■ **What you should do**:
When you copy the material below, keep every line exact and drop the pictures.
□ □ □ □ □
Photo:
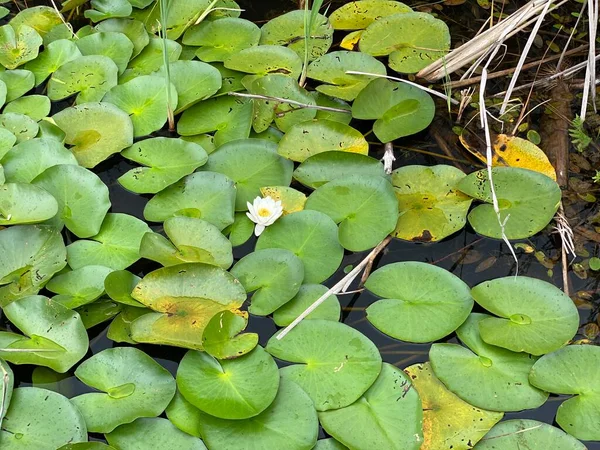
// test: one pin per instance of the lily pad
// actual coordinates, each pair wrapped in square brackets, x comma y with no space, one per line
[312,237]
[115,246]
[167,161]
[328,310]
[535,316]
[133,385]
[398,109]
[332,67]
[208,196]
[191,240]
[333,375]
[39,419]
[448,421]
[419,40]
[483,375]
[251,164]
[421,302]
[82,198]
[525,433]
[328,166]
[572,371]
[184,298]
[275,274]
[289,30]
[431,207]
[530,198]
[152,433]
[54,335]
[247,385]
[366,209]
[25,269]
[95,131]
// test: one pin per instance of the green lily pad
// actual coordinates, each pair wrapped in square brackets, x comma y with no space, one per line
[266,59]
[366,209]
[251,164]
[535,316]
[388,415]
[133,385]
[95,131]
[191,240]
[448,421]
[153,433]
[333,375]
[25,269]
[275,274]
[230,117]
[289,30]
[222,337]
[332,67]
[247,385]
[309,138]
[530,198]
[312,237]
[328,310]
[208,196]
[27,160]
[167,161]
[22,203]
[328,166]
[419,40]
[54,335]
[18,45]
[421,302]
[115,246]
[49,61]
[113,45]
[90,77]
[572,371]
[82,198]
[290,422]
[431,207]
[398,109]
[222,38]
[483,375]
[39,419]
[360,14]
[79,287]
[184,298]
[525,433]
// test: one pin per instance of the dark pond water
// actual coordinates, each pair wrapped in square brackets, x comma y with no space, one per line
[472,258]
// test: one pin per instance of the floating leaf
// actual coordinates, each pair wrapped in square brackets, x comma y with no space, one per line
[529,198]
[40,419]
[448,421]
[366,209]
[54,335]
[115,246]
[312,237]
[572,371]
[275,274]
[95,131]
[317,136]
[133,385]
[332,67]
[421,302]
[483,375]
[388,415]
[431,207]
[335,375]
[208,196]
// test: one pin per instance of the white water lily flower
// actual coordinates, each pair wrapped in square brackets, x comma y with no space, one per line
[264,212]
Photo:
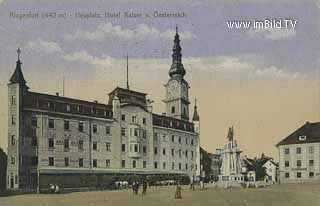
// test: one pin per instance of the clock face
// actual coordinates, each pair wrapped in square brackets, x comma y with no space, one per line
[184,91]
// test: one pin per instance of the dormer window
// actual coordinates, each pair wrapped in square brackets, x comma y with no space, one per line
[302,138]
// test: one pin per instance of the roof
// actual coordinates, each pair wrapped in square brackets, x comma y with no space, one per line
[170,122]
[311,131]
[128,96]
[57,103]
[17,76]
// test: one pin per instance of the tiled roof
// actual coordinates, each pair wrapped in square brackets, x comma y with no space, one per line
[308,133]
[56,103]
[170,122]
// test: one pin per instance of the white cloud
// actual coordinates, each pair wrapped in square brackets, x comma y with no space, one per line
[140,32]
[229,67]
[44,46]
[272,34]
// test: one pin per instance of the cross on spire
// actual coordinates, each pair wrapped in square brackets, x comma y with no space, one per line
[18,52]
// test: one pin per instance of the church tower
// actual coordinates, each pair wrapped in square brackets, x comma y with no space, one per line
[16,89]
[177,97]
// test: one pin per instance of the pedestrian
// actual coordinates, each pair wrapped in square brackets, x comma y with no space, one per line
[144,188]
[178,192]
[134,187]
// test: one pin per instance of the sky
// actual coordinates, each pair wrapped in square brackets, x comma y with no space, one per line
[263,81]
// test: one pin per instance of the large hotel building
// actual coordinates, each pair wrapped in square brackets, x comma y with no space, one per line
[57,136]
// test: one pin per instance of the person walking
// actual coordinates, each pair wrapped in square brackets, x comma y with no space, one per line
[144,188]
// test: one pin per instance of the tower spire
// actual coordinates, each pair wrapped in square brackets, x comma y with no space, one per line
[195,112]
[17,76]
[177,68]
[127,72]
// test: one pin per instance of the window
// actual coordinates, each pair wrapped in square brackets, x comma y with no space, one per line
[51,161]
[13,100]
[51,143]
[95,163]
[108,146]
[66,143]
[144,134]
[80,162]
[34,142]
[298,174]
[302,138]
[311,163]
[173,110]
[94,128]
[286,163]
[80,109]
[107,130]
[298,163]
[155,137]
[13,160]
[123,131]
[13,140]
[107,163]
[13,119]
[95,146]
[80,145]
[66,162]
[80,127]
[51,123]
[34,122]
[68,108]
[311,174]
[286,151]
[66,125]
[311,150]
[298,150]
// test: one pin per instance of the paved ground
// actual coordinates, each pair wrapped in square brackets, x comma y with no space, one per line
[278,195]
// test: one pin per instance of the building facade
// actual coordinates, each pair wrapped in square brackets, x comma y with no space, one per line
[55,136]
[271,171]
[299,155]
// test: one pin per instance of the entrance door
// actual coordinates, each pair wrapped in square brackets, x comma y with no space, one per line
[11,182]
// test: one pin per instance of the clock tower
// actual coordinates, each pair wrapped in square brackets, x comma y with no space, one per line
[177,97]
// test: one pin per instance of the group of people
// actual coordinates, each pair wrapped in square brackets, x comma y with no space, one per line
[136,185]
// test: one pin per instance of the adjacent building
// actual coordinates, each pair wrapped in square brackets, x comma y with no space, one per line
□ □ □ □ □
■ **Your solution**:
Photo:
// test: one pin per instance of the lily pad
// actual coordinates, each pair wrapped in square brackets, x comma y with no space, one per line
[312,237]
[115,246]
[167,161]
[328,310]
[535,316]
[133,385]
[398,109]
[332,67]
[208,196]
[191,240]
[333,375]
[39,419]
[448,421]
[419,40]
[483,375]
[251,164]
[421,302]
[82,198]
[525,433]
[328,166]
[572,371]
[184,298]
[275,274]
[289,30]
[431,207]
[530,198]
[152,433]
[54,335]
[247,385]
[366,209]
[25,269]
[95,131]
// test: one pin per instance of the green lily pad
// actual coordinates, each pair wrapped in square brackets, x comma y with no space, one per line
[266,59]
[366,209]
[251,164]
[535,316]
[388,415]
[133,385]
[95,131]
[191,240]
[448,421]
[153,433]
[333,375]
[25,269]
[275,274]
[230,117]
[289,30]
[222,337]
[332,67]
[247,385]
[309,138]
[530,198]
[312,237]
[328,310]
[208,196]
[27,160]
[167,161]
[22,203]
[328,166]
[419,40]
[54,335]
[18,45]
[421,302]
[115,246]
[49,61]
[113,45]
[90,77]
[572,371]
[82,198]
[290,422]
[431,207]
[398,109]
[222,38]
[483,375]
[39,419]
[360,14]
[79,287]
[184,298]
[525,433]
// test: one pin per instance of the dark pond water
// actual coordinates, each pair wrapped in square brackets, x comma y with no space, one per line
[472,258]
// test: one pin per instance of the floating leaf
// actual coordinates, each pair wrapped in square brackets, x comma y with no space, one per line
[529,198]
[40,419]
[448,421]
[366,209]
[54,335]
[115,246]
[312,237]
[572,371]
[275,274]
[95,131]
[317,136]
[133,385]
[332,67]
[421,302]
[483,375]
[388,415]
[431,207]
[335,375]
[208,196]
// test: one pin per instance of the white water lily flower
// actual coordinates, each pair wrapped in square brackets, x comma y with no space, one per line
[264,212]
Photo:
// test: one pin per instance of the clock face
// actual coordinates, each pair wrapped in square brackets, x comma y with no space, one per line
[184,91]
// test: one pin per instance of the dormer window
// actual coordinates, each pair wrapped in square brackets, x comma y with no space, one per line
[302,138]
// test: one pin per instance of the roof
// actual coordinates, each pair wrapped in square brackets, x comma y with no space, one per line
[170,122]
[311,131]
[128,96]
[57,103]
[17,76]
// test: one pin per instance of the tiled roof
// actual coordinates, each pair wrapped in square brackets, x comma y with no space, one per line
[308,133]
[56,103]
[170,122]
// test: one pin per instance of the white cloud
// actual coordinates, each pair wrapped in square brackets, x comma y with no space, one per line
[140,32]
[229,67]
[44,46]
[272,34]
// test: one pin per instance of the cross on spire
// actual coordinates, each pair wrapped in square brackets, x comma y with no space, one per line
[18,52]
// test: one pin per instance of the church tower
// actual coordinates, each pair wrapped in square brackets, x comma y with no space, one per line
[16,89]
[177,97]
// test: one pin per instance of the pedestrian
// actual coordinates, each pair wrapped in square brackets, x comma y with no space, one per line
[144,188]
[178,192]
[134,187]
// test: one pin per instance of the sky
// actual coordinates, each pair wrapped in square brackets, x comma y with no space, one per line
[263,81]
// test: one pin per instance of the large hotel building
// actual coordinates, each pair wrapped in square brackets, x comma y with no space, one per line
[57,136]
// test: one pin per instance of the person walking
// actual coordinates, each pair wrapped in square brackets, x comma y with no space, one per line
[144,188]
// test: one pin per instance of the tower spire
// actual coordinates, each pair wrapped in square brackets, x comma y with no space, one per line
[195,112]
[17,76]
[177,68]
[127,72]
// test: one pin per instance of the window
// actual coordinates, each pair wrapped in square brackets, x comma y with no space, one per line
[51,161]
[13,100]
[51,143]
[95,163]
[108,146]
[66,143]
[144,134]
[80,162]
[34,142]
[298,174]
[302,138]
[311,163]
[173,110]
[94,128]
[286,163]
[80,109]
[107,130]
[298,163]
[155,137]
[13,160]
[123,131]
[13,140]
[107,163]
[13,119]
[95,146]
[80,145]
[66,162]
[80,127]
[51,123]
[34,122]
[68,108]
[311,174]
[286,151]
[66,125]
[311,150]
[298,150]
// test: one pin per instance of the paved ground
// actual coordinates, each pair wrapped in square brackets, x comma y with no space, one per line
[278,195]
// test: one pin per instance of the building facade
// actual coordinates, each pair wrapped in square brackets, x comma y with no space, one per line
[55,136]
[271,171]
[299,155]
// test: one pin per instance of the entrance door
// actual coordinates, each pair wrapped in square brackets, x comma y with no space, one per line
[11,182]
// test: one pin per instance of the clock tower
// actual coordinates, each pair wrapped in square brackets, x comma y with no space, one per line
[177,97]
// test: one pin per instance of the group of people
// actual coordinates, each pair wrapped in square brackets, x comma y with no space, one per line
[136,185]
// test: one pin per instance of the adjacent building
// actual coordinates, each pair wrapped in square brackets, x comma y with no space, one per line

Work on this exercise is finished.